_STORED DATA_:
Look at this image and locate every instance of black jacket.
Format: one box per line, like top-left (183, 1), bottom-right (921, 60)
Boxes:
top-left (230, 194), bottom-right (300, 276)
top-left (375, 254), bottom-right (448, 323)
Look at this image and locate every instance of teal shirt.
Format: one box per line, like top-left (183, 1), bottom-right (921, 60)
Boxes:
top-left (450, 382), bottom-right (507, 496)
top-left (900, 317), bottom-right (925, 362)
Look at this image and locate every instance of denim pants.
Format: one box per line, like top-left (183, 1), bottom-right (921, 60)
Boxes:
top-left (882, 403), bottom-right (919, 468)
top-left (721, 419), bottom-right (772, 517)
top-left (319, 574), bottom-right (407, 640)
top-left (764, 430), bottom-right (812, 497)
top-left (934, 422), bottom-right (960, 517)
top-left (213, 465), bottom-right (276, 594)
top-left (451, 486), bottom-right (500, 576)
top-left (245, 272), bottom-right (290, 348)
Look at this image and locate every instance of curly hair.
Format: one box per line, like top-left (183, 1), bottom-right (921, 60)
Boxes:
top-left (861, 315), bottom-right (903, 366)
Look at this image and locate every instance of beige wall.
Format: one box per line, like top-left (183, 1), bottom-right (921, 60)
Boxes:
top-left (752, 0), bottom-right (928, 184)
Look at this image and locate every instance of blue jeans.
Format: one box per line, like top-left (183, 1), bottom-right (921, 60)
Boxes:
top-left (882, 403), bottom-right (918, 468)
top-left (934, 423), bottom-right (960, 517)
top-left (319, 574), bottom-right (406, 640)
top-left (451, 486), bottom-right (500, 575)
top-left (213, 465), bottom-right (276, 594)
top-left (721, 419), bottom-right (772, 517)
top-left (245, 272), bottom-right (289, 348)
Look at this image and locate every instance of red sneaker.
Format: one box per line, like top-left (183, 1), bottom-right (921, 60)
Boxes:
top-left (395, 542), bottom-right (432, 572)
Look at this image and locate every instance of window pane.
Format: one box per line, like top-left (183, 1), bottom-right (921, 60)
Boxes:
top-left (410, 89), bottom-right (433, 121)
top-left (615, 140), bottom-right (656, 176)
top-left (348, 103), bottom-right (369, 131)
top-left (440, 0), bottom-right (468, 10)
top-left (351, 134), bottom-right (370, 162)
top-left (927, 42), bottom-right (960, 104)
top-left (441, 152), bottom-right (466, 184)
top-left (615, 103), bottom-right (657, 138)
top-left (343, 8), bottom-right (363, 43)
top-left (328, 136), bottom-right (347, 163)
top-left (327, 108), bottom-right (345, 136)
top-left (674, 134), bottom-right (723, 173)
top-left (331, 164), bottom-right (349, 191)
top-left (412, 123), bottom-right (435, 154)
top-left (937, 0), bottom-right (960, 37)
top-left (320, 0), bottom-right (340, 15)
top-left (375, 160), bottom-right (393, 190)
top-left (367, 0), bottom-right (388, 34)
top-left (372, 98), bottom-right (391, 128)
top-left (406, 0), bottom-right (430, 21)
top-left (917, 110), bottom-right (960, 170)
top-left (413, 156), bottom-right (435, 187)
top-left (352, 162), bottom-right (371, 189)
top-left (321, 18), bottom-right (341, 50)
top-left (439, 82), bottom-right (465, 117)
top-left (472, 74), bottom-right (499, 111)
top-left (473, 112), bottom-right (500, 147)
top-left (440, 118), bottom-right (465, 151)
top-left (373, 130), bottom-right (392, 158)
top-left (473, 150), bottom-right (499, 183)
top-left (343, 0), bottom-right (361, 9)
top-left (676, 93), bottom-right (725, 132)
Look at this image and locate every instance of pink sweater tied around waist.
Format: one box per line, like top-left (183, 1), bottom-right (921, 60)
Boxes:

_YOUR GOAL_: A word-for-word copy of the listing is the expected answer.

_ANSWER AREA_:
Look at this image and locate every instance of black jacket.
Format: one box per line, like top-left (183, 1), bottom-right (921, 60)
Boxes:
top-left (230, 194), bottom-right (300, 276)
top-left (375, 254), bottom-right (448, 323)
Look at this image and locate every instance of teal shirt.
Format: one box per line, like top-left (183, 1), bottom-right (921, 60)
Boxes:
top-left (450, 382), bottom-right (507, 496)
top-left (900, 317), bottom-right (925, 362)
Look at this image and locate every instance of denim pants.
Format: one box per line, like top-left (183, 1), bottom-right (921, 60)
Boxes:
top-left (882, 403), bottom-right (919, 468)
top-left (721, 419), bottom-right (772, 517)
top-left (319, 574), bottom-right (407, 640)
top-left (764, 430), bottom-right (812, 497)
top-left (934, 422), bottom-right (960, 517)
top-left (213, 465), bottom-right (276, 594)
top-left (451, 486), bottom-right (500, 576)
top-left (245, 272), bottom-right (290, 348)
Look at this image and locate every instance of curly hair.
Format: one box per line, like top-left (183, 1), bottom-right (921, 60)
Boxes:
top-left (861, 315), bottom-right (903, 366)
Look at this image and locate every instance of beige wall.
Format: one box per line, like top-left (183, 1), bottom-right (921, 60)
Boxes:
top-left (752, 0), bottom-right (928, 184)
Look at this image and locate every instance of blue jeans.
Format: one box per line, like top-left (183, 1), bottom-right (921, 60)
Boxes:
top-left (882, 403), bottom-right (918, 468)
top-left (934, 423), bottom-right (960, 517)
top-left (319, 574), bottom-right (406, 640)
top-left (451, 486), bottom-right (500, 575)
top-left (213, 465), bottom-right (276, 594)
top-left (721, 419), bottom-right (772, 517)
top-left (245, 272), bottom-right (289, 348)
Look at this image and locate every instance of red sneaker.
Format: one box per line, like top-left (183, 1), bottom-right (921, 60)
Boxes:
top-left (395, 542), bottom-right (432, 572)
Look at this image and locate every instance of window pane.
Format: one box per line, like top-left (183, 1), bottom-right (921, 60)
Boxes:
top-left (410, 89), bottom-right (433, 121)
top-left (615, 140), bottom-right (656, 176)
top-left (348, 103), bottom-right (369, 131)
top-left (440, 0), bottom-right (468, 10)
top-left (351, 134), bottom-right (370, 162)
top-left (927, 42), bottom-right (960, 104)
top-left (441, 152), bottom-right (466, 184)
top-left (615, 103), bottom-right (657, 138)
top-left (343, 8), bottom-right (363, 43)
top-left (328, 136), bottom-right (347, 163)
top-left (327, 108), bottom-right (345, 136)
top-left (674, 134), bottom-right (723, 173)
top-left (331, 164), bottom-right (349, 191)
top-left (412, 123), bottom-right (435, 154)
top-left (937, 0), bottom-right (960, 37)
top-left (320, 0), bottom-right (340, 15)
top-left (375, 160), bottom-right (393, 190)
top-left (367, 0), bottom-right (388, 34)
top-left (372, 98), bottom-right (391, 128)
top-left (406, 0), bottom-right (430, 21)
top-left (917, 110), bottom-right (960, 170)
top-left (413, 156), bottom-right (435, 187)
top-left (352, 162), bottom-right (371, 189)
top-left (321, 18), bottom-right (341, 50)
top-left (439, 82), bottom-right (465, 117)
top-left (472, 74), bottom-right (499, 111)
top-left (473, 112), bottom-right (500, 147)
top-left (440, 118), bottom-right (465, 151)
top-left (373, 130), bottom-right (392, 158)
top-left (473, 150), bottom-right (499, 183)
top-left (343, 0), bottom-right (361, 9)
top-left (676, 93), bottom-right (725, 132)
Look at this image and locate every instance of pink sweater tied around waist.
Format: one box per line, like top-left (183, 1), bottom-right (921, 60)
Boxes:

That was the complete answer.